Leaving out all pictures, transcribe the lines below exactly, from the first through the line containing "Target: front bumper".

PROVIDED INFORMATION>
┄┄┄┄┄┄┄┄┄┄
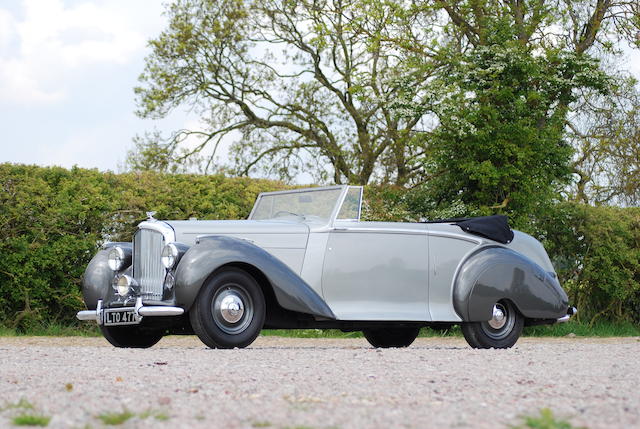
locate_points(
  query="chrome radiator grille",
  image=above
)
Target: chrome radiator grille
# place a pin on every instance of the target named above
(147, 267)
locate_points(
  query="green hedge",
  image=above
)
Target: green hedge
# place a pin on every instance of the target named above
(52, 220)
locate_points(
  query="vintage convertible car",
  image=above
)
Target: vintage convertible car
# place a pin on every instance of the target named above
(304, 259)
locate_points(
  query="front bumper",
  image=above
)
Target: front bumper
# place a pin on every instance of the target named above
┄┄┄┄┄┄┄┄┄┄
SOLUTION TO THE EXERCISE>
locate_points(
  query="chrome radiator grille",
  image=above
)
Target: chrome radiator grille
# place a pin on every instance of the target named above
(147, 267)
locate_points(
  query="green hedge",
  image=above
)
Target: green hedge
# place a pin on every instance of the target named above
(52, 220)
locate_points(
  query="vintage convertible car",
  image=above
)
Target: vintage convertible car
# place a pin on every instance of the target named above
(304, 259)
locate_points(
  query="front bumper",
  image=above
)
Target: front bumper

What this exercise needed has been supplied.